/---
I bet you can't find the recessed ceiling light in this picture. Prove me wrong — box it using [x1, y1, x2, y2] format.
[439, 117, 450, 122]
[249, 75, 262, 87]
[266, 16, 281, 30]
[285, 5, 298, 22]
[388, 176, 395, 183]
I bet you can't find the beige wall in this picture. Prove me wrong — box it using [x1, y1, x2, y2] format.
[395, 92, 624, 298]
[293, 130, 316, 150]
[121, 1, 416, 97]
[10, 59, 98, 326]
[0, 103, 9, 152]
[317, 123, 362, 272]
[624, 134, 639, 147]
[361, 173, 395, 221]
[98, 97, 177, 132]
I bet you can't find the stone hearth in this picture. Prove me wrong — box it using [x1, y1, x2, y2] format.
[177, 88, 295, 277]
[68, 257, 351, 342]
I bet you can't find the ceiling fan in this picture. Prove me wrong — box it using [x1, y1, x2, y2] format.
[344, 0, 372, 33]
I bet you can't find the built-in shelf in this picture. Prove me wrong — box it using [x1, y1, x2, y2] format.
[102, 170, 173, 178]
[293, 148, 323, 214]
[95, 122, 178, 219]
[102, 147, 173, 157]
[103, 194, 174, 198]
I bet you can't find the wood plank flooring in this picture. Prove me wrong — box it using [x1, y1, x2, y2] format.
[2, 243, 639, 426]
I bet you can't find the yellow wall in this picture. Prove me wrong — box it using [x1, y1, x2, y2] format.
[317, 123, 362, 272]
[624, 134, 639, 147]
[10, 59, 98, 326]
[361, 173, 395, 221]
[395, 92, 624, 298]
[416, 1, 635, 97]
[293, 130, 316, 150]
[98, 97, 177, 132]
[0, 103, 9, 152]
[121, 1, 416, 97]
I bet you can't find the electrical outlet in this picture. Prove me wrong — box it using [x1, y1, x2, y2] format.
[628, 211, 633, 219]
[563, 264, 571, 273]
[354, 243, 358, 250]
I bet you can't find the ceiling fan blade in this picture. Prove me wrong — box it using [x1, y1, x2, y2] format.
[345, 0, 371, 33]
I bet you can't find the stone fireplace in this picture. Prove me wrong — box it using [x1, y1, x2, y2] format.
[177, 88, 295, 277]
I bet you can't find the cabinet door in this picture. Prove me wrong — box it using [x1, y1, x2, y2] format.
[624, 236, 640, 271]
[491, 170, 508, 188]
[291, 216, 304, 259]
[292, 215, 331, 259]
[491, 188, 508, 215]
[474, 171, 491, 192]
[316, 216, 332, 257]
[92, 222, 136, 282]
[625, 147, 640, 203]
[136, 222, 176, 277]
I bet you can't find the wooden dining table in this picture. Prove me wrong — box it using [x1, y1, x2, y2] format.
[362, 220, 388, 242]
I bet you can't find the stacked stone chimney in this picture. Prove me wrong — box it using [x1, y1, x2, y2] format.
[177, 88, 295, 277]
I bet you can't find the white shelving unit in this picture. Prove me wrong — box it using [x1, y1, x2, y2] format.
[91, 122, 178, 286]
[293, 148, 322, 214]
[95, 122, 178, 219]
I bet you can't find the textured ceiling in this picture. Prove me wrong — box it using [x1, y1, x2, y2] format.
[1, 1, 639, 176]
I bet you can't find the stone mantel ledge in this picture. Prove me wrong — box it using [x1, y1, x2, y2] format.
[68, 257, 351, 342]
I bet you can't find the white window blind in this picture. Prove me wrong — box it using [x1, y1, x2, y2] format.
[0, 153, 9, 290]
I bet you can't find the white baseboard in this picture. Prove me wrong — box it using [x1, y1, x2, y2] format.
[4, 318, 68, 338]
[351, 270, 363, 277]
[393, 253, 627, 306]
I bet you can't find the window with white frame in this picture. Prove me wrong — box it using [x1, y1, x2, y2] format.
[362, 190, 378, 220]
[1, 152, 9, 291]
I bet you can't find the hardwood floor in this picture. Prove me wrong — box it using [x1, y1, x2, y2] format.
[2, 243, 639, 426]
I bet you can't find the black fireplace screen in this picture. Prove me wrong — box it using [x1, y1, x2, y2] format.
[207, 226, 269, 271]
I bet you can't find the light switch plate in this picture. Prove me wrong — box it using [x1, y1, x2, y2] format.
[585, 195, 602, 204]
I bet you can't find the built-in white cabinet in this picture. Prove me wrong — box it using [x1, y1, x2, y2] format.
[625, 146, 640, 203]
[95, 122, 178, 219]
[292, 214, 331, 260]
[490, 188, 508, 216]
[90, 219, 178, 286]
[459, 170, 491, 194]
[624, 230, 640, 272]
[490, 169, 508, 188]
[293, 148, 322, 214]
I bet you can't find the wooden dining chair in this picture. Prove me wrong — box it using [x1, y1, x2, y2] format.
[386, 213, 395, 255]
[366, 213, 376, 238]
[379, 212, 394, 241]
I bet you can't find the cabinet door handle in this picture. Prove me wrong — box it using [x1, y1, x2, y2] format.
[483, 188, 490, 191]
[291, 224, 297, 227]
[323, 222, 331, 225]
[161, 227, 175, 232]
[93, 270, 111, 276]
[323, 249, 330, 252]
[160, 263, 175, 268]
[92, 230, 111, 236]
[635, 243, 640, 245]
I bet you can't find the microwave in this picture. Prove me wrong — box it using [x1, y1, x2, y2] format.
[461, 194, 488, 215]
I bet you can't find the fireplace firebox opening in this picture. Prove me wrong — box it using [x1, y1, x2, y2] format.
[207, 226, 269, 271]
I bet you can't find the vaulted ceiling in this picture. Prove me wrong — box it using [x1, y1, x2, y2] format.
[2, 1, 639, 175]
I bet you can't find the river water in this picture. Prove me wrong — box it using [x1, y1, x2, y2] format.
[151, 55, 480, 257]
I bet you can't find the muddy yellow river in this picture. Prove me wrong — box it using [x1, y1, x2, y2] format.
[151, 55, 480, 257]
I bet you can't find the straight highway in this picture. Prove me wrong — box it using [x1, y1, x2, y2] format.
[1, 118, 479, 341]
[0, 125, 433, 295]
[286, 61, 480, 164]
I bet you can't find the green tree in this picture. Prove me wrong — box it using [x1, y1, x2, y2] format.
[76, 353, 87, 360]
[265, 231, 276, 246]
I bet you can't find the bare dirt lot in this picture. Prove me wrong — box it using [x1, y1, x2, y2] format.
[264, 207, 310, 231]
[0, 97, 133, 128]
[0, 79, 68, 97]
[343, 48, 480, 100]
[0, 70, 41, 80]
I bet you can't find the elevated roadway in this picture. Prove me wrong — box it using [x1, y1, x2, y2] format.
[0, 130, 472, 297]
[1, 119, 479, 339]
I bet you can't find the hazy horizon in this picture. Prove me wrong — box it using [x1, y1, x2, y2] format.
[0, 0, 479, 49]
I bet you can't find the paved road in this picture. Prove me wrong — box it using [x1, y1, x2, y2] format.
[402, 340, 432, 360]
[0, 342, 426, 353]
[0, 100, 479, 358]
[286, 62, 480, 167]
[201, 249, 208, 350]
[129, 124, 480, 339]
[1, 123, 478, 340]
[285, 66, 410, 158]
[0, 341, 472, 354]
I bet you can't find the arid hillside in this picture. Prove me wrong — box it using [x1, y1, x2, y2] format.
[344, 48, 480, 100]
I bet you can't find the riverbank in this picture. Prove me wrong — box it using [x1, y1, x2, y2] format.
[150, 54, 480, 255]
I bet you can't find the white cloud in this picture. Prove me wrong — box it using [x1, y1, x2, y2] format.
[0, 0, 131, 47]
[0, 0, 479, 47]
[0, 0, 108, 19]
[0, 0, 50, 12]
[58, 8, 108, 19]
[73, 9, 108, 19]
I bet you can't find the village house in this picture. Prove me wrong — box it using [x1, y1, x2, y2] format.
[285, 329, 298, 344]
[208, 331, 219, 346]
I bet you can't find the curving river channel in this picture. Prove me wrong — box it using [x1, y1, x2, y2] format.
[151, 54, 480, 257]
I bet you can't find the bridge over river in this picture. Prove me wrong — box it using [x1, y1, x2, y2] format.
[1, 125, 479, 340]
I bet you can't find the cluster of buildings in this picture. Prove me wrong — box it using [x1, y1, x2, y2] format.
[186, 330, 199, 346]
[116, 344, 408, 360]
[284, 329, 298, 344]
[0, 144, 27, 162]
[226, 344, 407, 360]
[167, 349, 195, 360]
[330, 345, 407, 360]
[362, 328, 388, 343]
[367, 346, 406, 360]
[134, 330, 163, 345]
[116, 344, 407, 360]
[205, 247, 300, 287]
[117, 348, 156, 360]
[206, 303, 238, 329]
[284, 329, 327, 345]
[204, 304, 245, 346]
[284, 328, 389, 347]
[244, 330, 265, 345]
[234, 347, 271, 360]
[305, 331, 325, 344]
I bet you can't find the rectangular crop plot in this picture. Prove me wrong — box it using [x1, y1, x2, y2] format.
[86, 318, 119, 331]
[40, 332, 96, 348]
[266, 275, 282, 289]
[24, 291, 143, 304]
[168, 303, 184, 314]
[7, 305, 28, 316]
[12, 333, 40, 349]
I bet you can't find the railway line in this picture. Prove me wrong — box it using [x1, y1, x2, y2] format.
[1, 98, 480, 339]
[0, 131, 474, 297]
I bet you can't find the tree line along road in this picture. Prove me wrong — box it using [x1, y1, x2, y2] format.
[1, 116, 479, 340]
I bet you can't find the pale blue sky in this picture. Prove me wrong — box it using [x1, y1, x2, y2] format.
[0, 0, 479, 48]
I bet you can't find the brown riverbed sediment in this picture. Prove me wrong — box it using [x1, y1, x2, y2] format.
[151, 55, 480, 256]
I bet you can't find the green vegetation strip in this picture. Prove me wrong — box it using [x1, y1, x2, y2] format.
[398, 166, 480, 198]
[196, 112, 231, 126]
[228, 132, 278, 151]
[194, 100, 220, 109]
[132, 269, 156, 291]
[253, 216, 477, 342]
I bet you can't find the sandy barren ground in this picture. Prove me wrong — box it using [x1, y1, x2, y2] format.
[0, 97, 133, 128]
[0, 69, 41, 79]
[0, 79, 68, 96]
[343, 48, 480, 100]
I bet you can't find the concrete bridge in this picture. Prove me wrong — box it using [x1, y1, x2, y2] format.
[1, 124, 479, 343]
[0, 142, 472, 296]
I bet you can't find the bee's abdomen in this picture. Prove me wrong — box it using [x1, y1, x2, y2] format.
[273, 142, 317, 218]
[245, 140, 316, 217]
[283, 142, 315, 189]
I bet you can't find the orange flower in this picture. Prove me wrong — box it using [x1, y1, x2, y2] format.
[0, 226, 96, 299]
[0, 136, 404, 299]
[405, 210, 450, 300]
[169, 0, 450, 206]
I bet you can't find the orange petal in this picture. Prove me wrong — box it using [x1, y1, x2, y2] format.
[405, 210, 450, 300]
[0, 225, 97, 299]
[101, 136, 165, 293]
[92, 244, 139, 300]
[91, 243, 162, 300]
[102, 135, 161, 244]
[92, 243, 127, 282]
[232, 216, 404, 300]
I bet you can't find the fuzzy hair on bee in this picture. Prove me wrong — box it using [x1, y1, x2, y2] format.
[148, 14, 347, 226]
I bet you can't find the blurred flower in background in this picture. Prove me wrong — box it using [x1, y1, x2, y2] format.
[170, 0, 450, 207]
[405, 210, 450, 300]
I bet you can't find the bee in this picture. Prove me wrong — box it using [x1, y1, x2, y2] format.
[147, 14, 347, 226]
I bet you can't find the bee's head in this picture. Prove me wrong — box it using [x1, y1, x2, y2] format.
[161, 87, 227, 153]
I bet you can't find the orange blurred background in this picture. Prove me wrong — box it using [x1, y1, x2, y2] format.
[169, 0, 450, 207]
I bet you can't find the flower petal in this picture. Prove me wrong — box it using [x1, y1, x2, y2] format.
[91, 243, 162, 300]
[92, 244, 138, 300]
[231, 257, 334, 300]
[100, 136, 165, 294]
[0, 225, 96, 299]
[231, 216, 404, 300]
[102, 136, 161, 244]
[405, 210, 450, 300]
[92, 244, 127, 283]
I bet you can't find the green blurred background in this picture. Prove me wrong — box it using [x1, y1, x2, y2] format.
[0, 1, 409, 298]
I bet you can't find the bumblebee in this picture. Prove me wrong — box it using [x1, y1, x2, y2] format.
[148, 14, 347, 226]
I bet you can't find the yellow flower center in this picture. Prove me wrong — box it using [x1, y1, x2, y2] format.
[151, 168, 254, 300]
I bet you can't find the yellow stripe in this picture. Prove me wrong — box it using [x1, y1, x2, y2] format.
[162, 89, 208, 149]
\---
> _What you are asked to do_:
Return the line where "I bet you can't find the green blurred" appears, then every line after it to the end of the listing, all exactly as written.

> _The answer_:
I bet you can't find the green blurred background in this picture. Prove me wrong — box it using [x1, y1, x2, y2] format.
[0, 1, 409, 298]
I bet you can't find the bumblebee in this picture. Prove me wrong — box it using [x1, y1, x2, y2] format.
[148, 14, 347, 226]
I bet you can't find the yellow flower center in this picture. Prove me wrong — box it using [x1, y1, x2, y2] format.
[151, 168, 254, 300]
I bet you can't find the yellow stripe in this picture. Prove me wrong — box it using [x1, y1, x2, y2] format.
[162, 89, 208, 149]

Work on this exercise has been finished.